***** QUOTED PASSAGE

Other Federal Crimes that Could Relate to Interrogation Techniques
(U) Through the SMTJ, the following federal crimes are generally applicable to actions by military or civilian personnel; murder (18 U.S.C. § 1111), manslaughter (18 U.S.C. § 1112, assault (18 U.S.C. § 113), maiming (18 U.S.C. § 114), kidnapping (18 U.S.C. § 1201). These, as well as war crimes (18 U.S.C. § 2441)14 and conspiracy (18 U.S.C. § 371), are discussed below.
a.
Assaults within maritime and territorial jurisdiction, 18 U.S.C. § 1139
(U) 18 U.S.C. § 113 proscribes assault within the special maritime and territorial jurisdiction. Although section 113 does not define assault, courts have construed the term "assault" in accordance with that term’s common law meaning. See, e.g., United States v. Estrada-Fernandez, 150F.3d 491,494 n.1 (5th Cir. 1998); United States v., 150 Juvenile-Male, 930 F.2d 727, 728 (9th Cir. 1991). At common law an assault is an attempted battery or an act that puts another person in reasonable apprehension of bodily harm. See e.g., United States v. Bayes, 210 F.3d 64, 68 (1st Cir. 2000). Section 113 reaches more than simple assault, sweeping within its ambit acts that would at common law constitute battery.

**********

> WRITTEN TASKS
• 1. In the passage on federal crimes and interrogation techniques, swap "common law" for "customary law" throughout the part that opens with the words containing "Assaults within maritime" and closes with "law constitute battery.", and write that part out again.
• 2. According to the passage on federal crimes and interrogation techniques, what does 18 U.S.C. § 113 proscribe?

***** MATERIAL PROVIDED

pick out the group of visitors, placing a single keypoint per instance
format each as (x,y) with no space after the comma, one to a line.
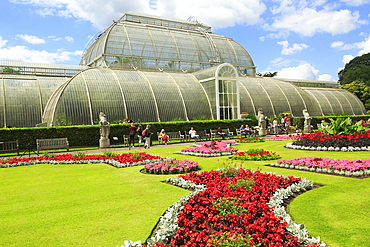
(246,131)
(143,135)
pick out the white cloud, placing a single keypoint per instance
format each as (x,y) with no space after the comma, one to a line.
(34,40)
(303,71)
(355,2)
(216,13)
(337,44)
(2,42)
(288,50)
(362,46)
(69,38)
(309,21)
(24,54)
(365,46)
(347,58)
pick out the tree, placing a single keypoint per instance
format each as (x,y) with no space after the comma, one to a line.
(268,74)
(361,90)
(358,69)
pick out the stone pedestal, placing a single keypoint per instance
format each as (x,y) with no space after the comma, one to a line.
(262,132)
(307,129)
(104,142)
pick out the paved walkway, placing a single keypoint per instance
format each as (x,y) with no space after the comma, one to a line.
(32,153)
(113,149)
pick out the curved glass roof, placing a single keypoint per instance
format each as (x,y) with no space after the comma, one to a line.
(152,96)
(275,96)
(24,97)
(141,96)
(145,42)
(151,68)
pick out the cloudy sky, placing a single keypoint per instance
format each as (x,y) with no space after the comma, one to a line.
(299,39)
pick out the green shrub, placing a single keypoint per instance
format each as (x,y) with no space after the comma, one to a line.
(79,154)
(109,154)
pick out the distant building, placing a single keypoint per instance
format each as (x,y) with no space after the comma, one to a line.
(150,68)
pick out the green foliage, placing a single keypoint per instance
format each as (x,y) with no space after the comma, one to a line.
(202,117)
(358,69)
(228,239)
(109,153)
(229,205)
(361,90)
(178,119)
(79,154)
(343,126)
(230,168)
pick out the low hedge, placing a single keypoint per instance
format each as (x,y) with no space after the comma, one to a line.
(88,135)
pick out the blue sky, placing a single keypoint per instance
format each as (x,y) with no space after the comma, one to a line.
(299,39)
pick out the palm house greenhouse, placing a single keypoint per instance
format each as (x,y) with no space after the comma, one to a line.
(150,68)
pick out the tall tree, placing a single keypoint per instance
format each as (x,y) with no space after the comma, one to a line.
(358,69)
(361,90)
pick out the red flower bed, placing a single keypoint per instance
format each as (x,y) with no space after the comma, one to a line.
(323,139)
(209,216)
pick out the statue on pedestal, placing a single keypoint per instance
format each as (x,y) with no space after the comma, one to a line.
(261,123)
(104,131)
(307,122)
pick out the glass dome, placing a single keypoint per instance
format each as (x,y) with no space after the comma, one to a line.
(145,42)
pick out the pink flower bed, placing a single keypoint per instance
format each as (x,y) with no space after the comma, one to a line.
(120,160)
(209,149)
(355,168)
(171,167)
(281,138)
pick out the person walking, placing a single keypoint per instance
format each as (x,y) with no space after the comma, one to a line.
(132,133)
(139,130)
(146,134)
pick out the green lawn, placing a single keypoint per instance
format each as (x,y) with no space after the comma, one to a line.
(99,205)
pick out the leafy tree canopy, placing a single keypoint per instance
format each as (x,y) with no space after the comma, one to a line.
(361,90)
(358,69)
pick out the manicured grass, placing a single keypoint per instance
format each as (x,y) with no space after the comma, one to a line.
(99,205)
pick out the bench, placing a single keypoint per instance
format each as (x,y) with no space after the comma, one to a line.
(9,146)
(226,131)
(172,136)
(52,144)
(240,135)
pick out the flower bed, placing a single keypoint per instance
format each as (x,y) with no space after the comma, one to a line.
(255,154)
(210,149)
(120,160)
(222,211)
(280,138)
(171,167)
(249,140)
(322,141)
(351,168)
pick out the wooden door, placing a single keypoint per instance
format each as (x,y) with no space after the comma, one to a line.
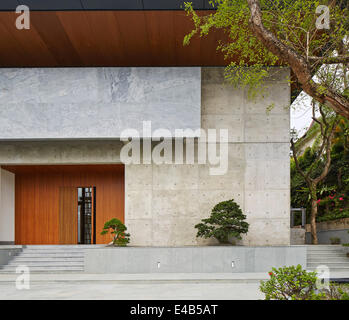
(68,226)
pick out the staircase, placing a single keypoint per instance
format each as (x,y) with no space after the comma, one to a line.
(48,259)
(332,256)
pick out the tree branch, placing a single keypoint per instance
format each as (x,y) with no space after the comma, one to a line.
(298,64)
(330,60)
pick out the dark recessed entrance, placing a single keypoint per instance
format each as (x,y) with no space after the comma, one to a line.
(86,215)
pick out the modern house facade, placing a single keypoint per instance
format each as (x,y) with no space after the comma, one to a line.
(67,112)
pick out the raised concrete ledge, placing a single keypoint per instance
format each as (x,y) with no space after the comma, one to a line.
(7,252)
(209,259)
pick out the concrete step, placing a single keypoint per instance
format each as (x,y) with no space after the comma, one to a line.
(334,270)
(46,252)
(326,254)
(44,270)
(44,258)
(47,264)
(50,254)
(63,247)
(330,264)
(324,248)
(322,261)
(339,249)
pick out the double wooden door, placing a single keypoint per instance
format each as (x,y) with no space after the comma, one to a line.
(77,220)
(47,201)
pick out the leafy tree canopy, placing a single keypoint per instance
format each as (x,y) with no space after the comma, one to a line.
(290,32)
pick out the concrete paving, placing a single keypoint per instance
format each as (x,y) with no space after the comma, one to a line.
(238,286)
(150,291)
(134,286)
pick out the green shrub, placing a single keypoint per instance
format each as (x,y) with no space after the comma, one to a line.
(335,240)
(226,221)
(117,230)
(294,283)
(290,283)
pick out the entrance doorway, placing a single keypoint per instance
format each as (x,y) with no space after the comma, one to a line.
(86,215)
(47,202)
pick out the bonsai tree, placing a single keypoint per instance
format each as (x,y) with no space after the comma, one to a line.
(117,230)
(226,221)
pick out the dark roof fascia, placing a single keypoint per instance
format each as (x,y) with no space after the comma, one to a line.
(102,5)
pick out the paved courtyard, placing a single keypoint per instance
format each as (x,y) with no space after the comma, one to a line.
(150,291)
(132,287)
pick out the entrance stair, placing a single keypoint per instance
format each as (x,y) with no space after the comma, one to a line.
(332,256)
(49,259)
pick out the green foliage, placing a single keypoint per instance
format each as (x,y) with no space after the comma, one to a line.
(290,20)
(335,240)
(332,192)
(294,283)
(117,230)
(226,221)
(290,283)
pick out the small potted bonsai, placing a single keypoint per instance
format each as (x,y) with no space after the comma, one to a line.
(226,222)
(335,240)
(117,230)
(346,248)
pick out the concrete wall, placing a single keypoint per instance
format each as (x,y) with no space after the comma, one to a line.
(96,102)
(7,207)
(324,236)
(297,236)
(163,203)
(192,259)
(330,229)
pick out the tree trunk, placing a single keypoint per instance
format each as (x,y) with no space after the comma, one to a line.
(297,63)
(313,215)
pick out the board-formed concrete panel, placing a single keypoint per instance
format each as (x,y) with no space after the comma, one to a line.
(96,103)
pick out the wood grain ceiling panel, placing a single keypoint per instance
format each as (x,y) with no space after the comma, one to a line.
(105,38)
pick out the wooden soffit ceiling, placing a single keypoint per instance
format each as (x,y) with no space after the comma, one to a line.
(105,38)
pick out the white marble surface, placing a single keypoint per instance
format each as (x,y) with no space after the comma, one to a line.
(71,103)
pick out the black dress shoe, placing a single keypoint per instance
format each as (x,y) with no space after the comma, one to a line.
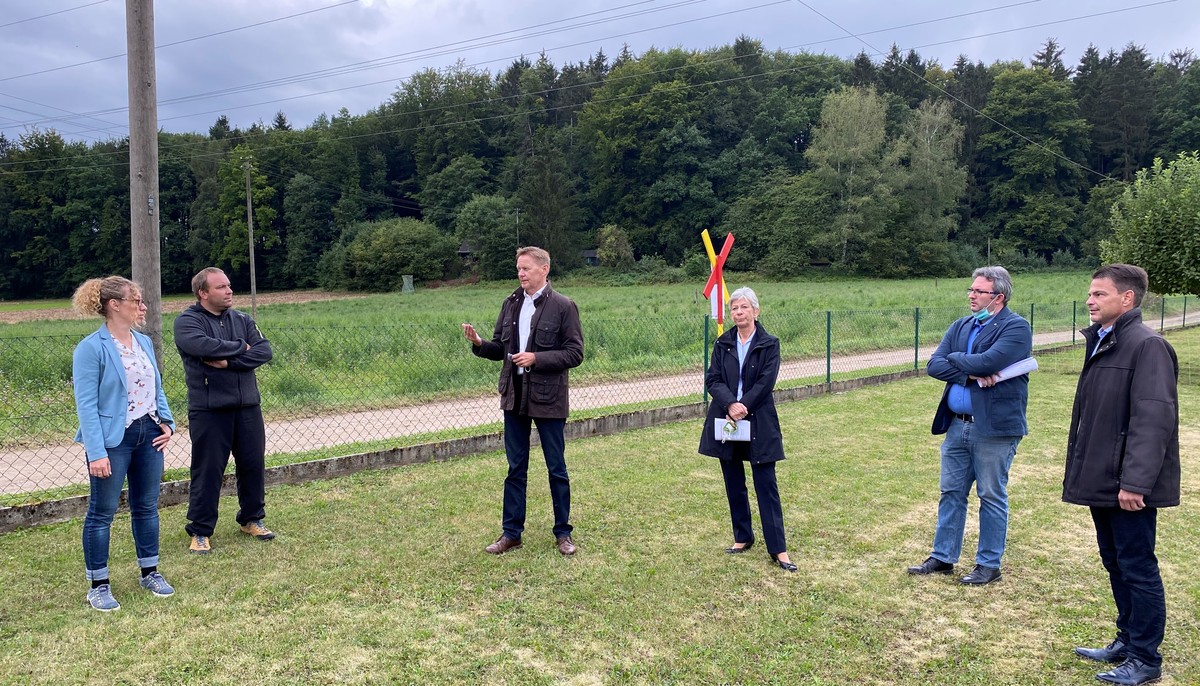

**********
***** MATERIAL PROVIDED

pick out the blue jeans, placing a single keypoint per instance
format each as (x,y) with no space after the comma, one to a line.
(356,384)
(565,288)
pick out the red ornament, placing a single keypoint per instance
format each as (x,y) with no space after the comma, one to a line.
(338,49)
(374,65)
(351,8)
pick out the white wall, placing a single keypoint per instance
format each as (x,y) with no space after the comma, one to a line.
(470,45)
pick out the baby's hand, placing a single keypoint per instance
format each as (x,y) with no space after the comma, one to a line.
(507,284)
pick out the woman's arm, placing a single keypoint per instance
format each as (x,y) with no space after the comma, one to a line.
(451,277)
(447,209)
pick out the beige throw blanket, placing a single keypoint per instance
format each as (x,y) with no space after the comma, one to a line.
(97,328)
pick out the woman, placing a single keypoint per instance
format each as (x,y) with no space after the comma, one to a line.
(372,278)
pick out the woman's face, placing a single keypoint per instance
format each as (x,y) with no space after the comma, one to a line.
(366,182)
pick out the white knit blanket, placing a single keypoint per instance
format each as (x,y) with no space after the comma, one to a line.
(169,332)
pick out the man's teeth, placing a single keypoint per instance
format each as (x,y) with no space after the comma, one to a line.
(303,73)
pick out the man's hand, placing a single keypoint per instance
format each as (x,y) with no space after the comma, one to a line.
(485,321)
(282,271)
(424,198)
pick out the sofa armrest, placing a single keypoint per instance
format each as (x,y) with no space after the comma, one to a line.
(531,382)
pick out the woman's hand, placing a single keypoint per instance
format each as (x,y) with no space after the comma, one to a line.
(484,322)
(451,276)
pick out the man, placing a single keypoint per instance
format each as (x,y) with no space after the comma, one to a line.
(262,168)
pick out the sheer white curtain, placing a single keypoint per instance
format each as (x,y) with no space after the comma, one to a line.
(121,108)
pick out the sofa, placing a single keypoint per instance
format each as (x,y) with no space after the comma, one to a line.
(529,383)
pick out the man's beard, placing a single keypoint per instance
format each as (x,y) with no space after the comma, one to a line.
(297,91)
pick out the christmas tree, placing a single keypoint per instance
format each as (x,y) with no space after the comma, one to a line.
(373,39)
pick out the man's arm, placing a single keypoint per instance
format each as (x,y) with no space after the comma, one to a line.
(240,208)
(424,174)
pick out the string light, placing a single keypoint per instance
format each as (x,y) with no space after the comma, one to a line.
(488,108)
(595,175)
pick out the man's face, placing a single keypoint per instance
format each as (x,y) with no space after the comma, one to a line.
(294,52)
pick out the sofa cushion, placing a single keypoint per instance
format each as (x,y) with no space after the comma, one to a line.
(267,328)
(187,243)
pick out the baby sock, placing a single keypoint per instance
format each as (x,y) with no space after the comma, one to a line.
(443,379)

**********

> THE SOLUTIONS
• 1.
Assaults within maritime and territorial jurisdiction, 18 U.S.C. § 1139
(U) 18 U.S.C. § 113 proscribes assault within the special maritime and territorial jurisdiction. Although section 113 does not define assault, courts have construed the term "assault" in accordance with that term’s customary law meaning. See, e.g., United States v. Estrada-Fernandez, 150F.3d 491,494 n.1 (5th Cir. 1998); United States v., 150 Juvenile-Male, 930 F.2d 727, 728 (9th Cir. 1991). At customary law an assault is an attempted battery or an act that puts another person in reasonable apprehension of bodily harm. See e.g., United States v. Bayes, 210 F.3d 64, 68 (1st Cir. 2000). Section 113 reaches more than simple assault, sweeping within its ambit acts that would at customary law constitute battery.

• 2. It proscribes assault within the special maritime and territorial jurisdiction.